[Collection entries]
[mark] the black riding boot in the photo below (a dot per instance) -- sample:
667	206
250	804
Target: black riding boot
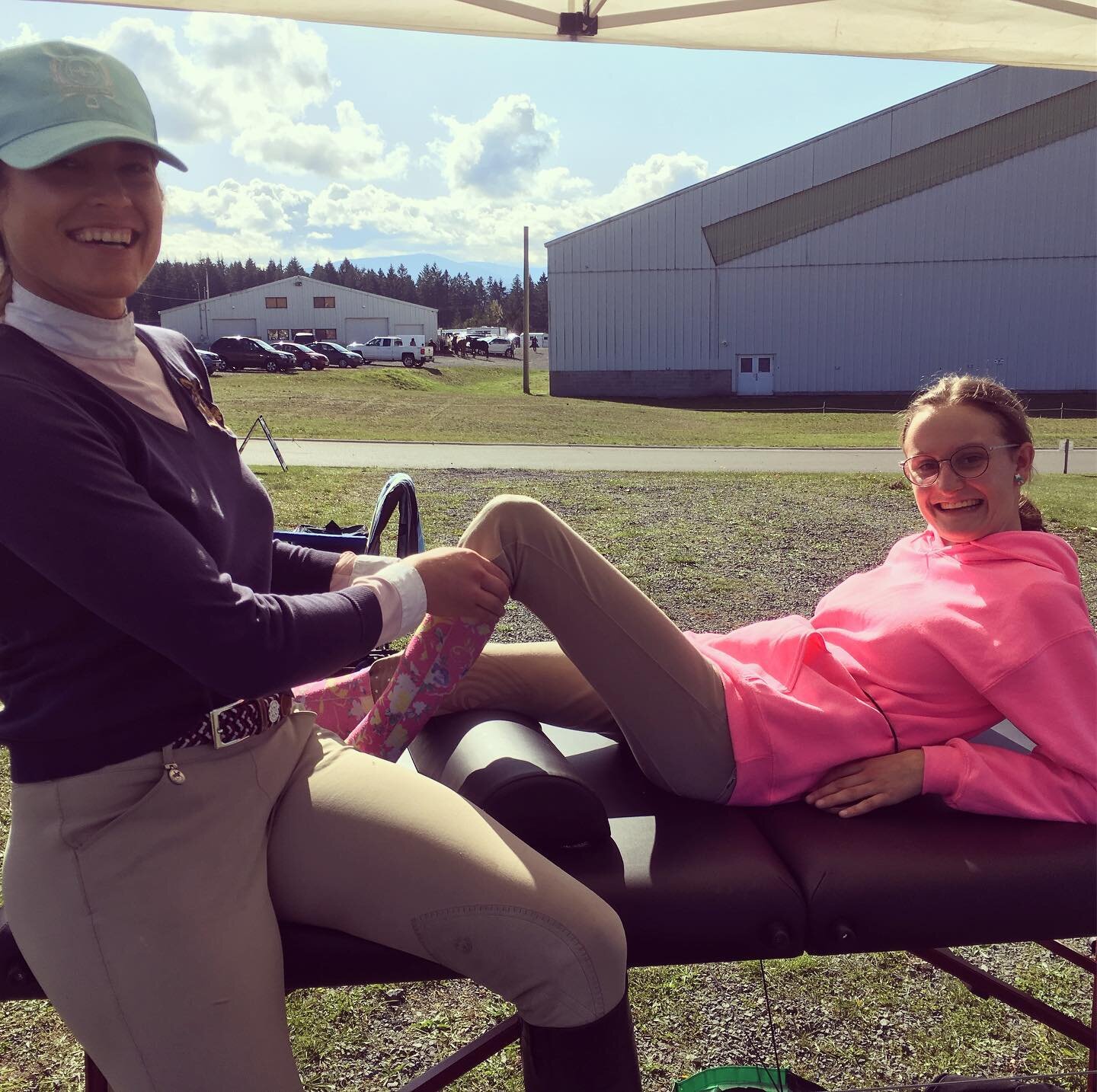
598	1057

The task> Extract each line of the material above without changing a word, and leave the pictures out.

Full response>
[mark] the black riding boot in the photo below (a dot per instance) -- sample:
667	206
250	804
Target: black riding boot
598	1057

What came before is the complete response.